══ RECORDED INFORMATION

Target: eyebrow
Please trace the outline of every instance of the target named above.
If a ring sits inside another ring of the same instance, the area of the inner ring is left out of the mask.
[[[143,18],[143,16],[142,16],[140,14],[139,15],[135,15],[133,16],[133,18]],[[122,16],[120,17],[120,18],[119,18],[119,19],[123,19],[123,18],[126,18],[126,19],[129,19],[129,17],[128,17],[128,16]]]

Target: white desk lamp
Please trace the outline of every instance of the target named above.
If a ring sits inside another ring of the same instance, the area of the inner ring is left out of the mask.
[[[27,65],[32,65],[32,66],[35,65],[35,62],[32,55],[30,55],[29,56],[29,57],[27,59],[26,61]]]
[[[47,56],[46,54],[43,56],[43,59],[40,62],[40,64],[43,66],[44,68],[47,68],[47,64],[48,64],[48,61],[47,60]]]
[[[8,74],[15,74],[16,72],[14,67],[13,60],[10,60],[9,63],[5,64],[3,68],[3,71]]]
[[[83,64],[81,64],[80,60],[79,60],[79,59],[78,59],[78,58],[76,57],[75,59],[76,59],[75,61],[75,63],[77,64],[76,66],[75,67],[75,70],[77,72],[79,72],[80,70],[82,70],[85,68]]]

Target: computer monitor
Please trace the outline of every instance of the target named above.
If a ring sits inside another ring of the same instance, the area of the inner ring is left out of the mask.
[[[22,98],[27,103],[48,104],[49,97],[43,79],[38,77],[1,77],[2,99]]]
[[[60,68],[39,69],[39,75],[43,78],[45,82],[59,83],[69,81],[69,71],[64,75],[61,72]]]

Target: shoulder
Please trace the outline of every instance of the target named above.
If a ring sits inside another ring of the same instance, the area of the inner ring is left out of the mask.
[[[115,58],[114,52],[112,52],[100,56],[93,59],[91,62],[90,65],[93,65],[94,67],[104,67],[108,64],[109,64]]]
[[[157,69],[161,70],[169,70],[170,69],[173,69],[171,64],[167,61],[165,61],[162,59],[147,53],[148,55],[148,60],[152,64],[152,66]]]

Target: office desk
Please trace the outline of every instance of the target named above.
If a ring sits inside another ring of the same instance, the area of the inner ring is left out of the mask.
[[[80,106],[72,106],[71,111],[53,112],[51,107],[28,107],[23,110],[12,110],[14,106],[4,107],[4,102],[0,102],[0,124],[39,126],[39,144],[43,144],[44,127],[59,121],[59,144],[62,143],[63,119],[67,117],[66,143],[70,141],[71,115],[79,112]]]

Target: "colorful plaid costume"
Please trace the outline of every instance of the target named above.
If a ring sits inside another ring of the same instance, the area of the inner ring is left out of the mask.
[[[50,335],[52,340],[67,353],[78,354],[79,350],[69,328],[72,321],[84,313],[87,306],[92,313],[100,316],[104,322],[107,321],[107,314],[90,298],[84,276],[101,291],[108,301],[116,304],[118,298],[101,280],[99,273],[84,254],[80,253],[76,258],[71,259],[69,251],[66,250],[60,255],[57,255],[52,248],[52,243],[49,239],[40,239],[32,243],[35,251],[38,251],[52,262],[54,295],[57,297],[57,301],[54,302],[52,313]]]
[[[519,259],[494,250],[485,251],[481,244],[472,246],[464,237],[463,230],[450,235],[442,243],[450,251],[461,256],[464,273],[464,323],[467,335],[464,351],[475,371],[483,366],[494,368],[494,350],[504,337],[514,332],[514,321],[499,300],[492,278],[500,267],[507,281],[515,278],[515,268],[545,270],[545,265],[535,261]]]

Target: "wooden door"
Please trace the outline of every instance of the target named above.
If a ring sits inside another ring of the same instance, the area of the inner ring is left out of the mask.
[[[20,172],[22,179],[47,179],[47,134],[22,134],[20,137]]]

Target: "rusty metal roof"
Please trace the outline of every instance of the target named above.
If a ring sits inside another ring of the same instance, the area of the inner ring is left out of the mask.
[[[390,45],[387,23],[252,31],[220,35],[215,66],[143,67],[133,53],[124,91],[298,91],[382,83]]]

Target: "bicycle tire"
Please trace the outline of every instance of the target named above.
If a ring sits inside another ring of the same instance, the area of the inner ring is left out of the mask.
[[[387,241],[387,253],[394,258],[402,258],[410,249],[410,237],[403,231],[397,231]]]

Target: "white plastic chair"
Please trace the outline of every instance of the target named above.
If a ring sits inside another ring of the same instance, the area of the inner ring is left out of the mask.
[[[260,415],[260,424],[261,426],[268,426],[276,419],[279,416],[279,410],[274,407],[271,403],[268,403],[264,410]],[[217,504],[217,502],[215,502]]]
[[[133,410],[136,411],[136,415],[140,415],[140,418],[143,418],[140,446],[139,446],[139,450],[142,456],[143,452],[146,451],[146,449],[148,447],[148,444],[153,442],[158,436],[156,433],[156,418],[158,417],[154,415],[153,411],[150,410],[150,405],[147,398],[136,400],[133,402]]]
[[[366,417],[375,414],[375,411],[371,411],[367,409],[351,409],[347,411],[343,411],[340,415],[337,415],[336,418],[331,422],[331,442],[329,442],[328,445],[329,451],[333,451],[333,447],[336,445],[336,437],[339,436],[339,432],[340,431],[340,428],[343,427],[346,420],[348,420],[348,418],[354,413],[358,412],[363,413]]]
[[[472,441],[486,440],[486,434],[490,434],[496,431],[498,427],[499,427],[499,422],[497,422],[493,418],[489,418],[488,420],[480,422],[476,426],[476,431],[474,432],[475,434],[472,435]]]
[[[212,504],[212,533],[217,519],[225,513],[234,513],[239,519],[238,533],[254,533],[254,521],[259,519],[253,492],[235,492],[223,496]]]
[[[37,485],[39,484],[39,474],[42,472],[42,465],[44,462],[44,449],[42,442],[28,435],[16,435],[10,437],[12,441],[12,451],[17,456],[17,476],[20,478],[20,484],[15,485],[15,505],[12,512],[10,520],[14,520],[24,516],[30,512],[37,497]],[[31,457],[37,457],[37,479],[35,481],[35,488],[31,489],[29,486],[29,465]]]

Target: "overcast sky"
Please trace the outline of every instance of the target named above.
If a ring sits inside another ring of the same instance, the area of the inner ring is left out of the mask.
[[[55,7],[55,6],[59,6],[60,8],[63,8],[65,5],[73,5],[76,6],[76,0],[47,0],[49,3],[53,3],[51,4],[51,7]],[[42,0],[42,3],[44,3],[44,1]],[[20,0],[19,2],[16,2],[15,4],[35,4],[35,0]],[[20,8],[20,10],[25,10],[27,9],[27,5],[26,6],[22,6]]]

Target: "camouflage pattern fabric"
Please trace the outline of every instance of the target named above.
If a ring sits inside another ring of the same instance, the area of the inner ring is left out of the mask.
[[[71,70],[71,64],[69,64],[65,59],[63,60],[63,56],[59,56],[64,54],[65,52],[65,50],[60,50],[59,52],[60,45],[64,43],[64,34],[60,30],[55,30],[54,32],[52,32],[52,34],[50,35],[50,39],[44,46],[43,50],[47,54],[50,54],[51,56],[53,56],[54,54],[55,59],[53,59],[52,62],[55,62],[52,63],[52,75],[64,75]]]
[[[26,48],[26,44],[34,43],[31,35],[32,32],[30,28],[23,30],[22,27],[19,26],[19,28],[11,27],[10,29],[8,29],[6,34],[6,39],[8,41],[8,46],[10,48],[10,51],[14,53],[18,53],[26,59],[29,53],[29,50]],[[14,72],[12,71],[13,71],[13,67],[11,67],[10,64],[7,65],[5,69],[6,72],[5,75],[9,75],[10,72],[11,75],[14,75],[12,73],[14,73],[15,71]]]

════

* EXERCISE *
Extract the data exactly as given.

* ANSWER FOR THE TASK *
Target: eyebrow
Please trace the outline of every instance of the target named above.
If a ring sits inside another ring of the same instance, the area of the inner ring is left out of the mask.
[[[143,18],[143,16],[142,16],[140,14],[139,15],[135,15],[133,16],[133,18]],[[122,16],[120,17],[120,18],[119,18],[119,19],[123,19],[123,18],[126,18],[126,19],[129,19],[129,17],[128,17],[128,16]]]

Target: white desk lamp
Please trace the outline of every instance of the target named above.
If a ring sits inside another ring of the same instance, the area of the inner ring is left out of the mask.
[[[27,65],[32,65],[32,66],[35,65],[35,62],[32,55],[30,55],[29,56],[29,57],[27,59],[26,61]]]
[[[47,56],[46,54],[43,56],[43,59],[40,62],[40,64],[43,66],[44,68],[47,68],[47,64],[48,64],[48,61],[47,60]]]
[[[8,74],[15,74],[16,72],[14,67],[13,60],[10,60],[9,63],[5,64],[3,68],[3,71]]]
[[[83,64],[81,64],[80,60],[79,60],[79,59],[78,59],[78,58],[76,57],[75,59],[76,59],[75,61],[75,63],[77,64],[76,66],[75,67],[75,70],[77,72],[79,72],[80,70],[82,70],[85,68]]]

Target: computer monitor
Please trace the outline of every instance of the target named above.
If a ring sits inside another ring of the same instance, the area of the inner ring is left out of the mask.
[[[22,98],[27,103],[48,104],[49,97],[43,79],[38,77],[1,77],[2,99]]]
[[[60,68],[39,69],[39,75],[43,78],[45,82],[59,83],[69,81],[69,71],[64,75],[61,72]]]

Target: shoulder
Please trace the outline of every instance of the target named above.
If a ring sits inside another ring of the same instance, the area of the inner ring is left out of the mask.
[[[115,58],[114,52],[112,52],[100,56],[93,59],[91,62],[90,65],[93,65],[94,67],[104,67],[108,64],[109,64]]]
[[[157,69],[161,70],[169,70],[170,69],[173,69],[171,64],[167,61],[165,61],[162,59],[147,53],[148,55],[148,60],[152,64],[152,66]]]

Target: office desk
Please trace the outline of every instance of the target named above.
If a ring sits inside another ring of the same instance, the area of the inner ring is left out of the mask.
[[[80,106],[72,106],[71,111],[53,112],[51,107],[28,107],[23,110],[12,110],[14,106],[4,107],[4,102],[0,102],[0,124],[39,126],[39,144],[43,144],[44,127],[59,121],[59,144],[62,143],[63,119],[67,117],[66,143],[70,141],[71,115],[79,112]]]

Target: "colorful plaid costume"
Please trace the outline of every instance of the target named above.
If a ring sits inside another ring of the same instance, the area of the inner ring is left out of the mask.
[[[50,335],[52,340],[67,353],[78,354],[79,350],[69,328],[72,321],[84,313],[87,306],[92,313],[100,316],[104,322],[107,321],[107,314],[90,298],[84,276],[101,291],[108,301],[116,304],[118,298],[101,280],[99,273],[84,254],[80,253],[76,258],[71,259],[69,251],[66,250],[60,255],[57,255],[52,248],[52,243],[49,239],[40,239],[32,243],[35,251],[38,251],[52,262],[54,295],[57,297],[57,301],[54,302],[52,313]]]
[[[519,259],[494,250],[485,251],[481,244],[472,246],[464,237],[463,230],[450,235],[442,243],[450,251],[461,256],[464,273],[464,323],[467,335],[464,351],[475,371],[483,366],[494,368],[494,350],[504,337],[514,332],[514,321],[499,300],[492,278],[500,267],[507,281],[515,278],[515,268],[545,270],[545,265],[535,261]]]

Target: "wooden door"
Please trace the outline of every instance of the target named above.
If a ring sits inside another ring of the same instance, the area of the inner ring is left out of the mask.
[[[20,172],[22,179],[47,179],[47,134],[22,134],[20,137]]]

Target: "rusty metal roof"
Please trace the outline of every instance of the target named above.
If a ring sits inside another ring of the same instance, the area of the inner ring is left out of the mask.
[[[390,45],[387,23],[252,31],[220,35],[215,66],[143,67],[133,53],[124,91],[298,91],[382,83]]]

Target: "bicycle tire"
Please trace the outline of every instance of the target named above.
If a ring sits inside another ring of the same instance, the area of the inner ring is left out of the mask.
[[[387,241],[387,253],[394,258],[402,258],[410,249],[410,237],[403,231],[397,231]]]

Target: "white plastic chair"
Please trace the outline of every instance of the target named above.
If a ring sits inside another ring of the same instance, the area of the inner ring is left out of the mask.
[[[260,415],[260,424],[261,426],[268,426],[276,419],[279,416],[279,410],[274,407],[271,403],[268,403],[264,410]],[[217,504],[217,502],[215,502]]]
[[[133,410],[136,411],[136,415],[140,415],[140,418],[143,418],[140,446],[139,446],[139,450],[142,456],[143,452],[146,451],[146,449],[148,447],[148,444],[153,442],[158,436],[156,433],[156,418],[158,417],[154,415],[153,411],[150,410],[150,405],[147,398],[136,400],[133,402]]]
[[[366,417],[375,414],[375,411],[371,411],[367,409],[351,409],[347,411],[343,411],[340,415],[337,415],[336,418],[331,422],[331,442],[329,442],[328,445],[329,451],[333,451],[333,447],[336,445],[336,437],[339,436],[339,432],[340,431],[340,428],[343,427],[346,420],[348,420],[348,418],[354,413],[358,412],[363,413]]]
[[[472,441],[486,440],[486,434],[490,434],[496,431],[498,427],[499,427],[499,422],[497,422],[493,418],[489,418],[488,420],[480,422],[476,426],[476,431],[474,432],[475,434],[472,435]]]
[[[212,504],[212,533],[217,519],[225,513],[234,513],[239,519],[238,533],[254,533],[254,521],[259,519],[253,492],[235,492],[223,496]]]
[[[37,485],[39,484],[39,474],[42,472],[42,465],[44,462],[44,449],[42,442],[28,435],[16,435],[10,437],[12,441],[12,451],[17,456],[17,476],[20,478],[20,484],[15,485],[15,505],[12,512],[10,520],[14,520],[24,516],[30,512],[37,497]],[[31,457],[37,457],[37,479],[35,481],[35,488],[31,489],[29,486],[29,465]]]

Target: "overcast sky"
Please trace the outline of every instance of the target named above.
If a ring sits inside another ring of the same instance, the area of the inner ring is left out of the mask.
[[[55,7],[55,6],[59,6],[60,8],[63,8],[65,5],[73,5],[76,6],[76,0],[47,0],[49,3],[53,3],[51,4],[51,7]],[[42,0],[42,3],[44,3],[44,1]],[[20,0],[19,2],[16,2],[15,4],[35,4],[35,0]],[[20,8],[20,10],[25,10],[27,9],[27,5],[26,6],[22,6]]]

Target: "camouflage pattern fabric"
Please trace the outline of every instance of the target named above.
If a ring sits inside another ring of the same instance, the area of the inner ring is left out of the mask.
[[[71,70],[71,64],[69,64],[65,59],[63,60],[63,56],[59,56],[64,54],[65,52],[65,50],[60,50],[59,52],[60,45],[64,43],[64,34],[60,30],[55,30],[54,32],[52,32],[52,34],[50,35],[50,39],[44,46],[43,50],[47,54],[50,54],[51,56],[53,56],[54,54],[55,59],[53,59],[52,62],[55,62],[52,63],[52,75],[64,75]]]
[[[26,48],[26,44],[34,43],[31,35],[32,32],[30,28],[23,30],[22,27],[19,26],[19,28],[11,27],[10,29],[8,29],[6,34],[6,39],[8,41],[8,46],[10,48],[10,51],[14,53],[18,53],[26,59],[29,53],[29,50]],[[14,72],[12,71],[13,71],[13,67],[11,67],[10,64],[7,65],[5,69],[6,72],[5,75],[9,75],[10,72],[11,75],[14,75],[12,73],[14,73],[15,71]]]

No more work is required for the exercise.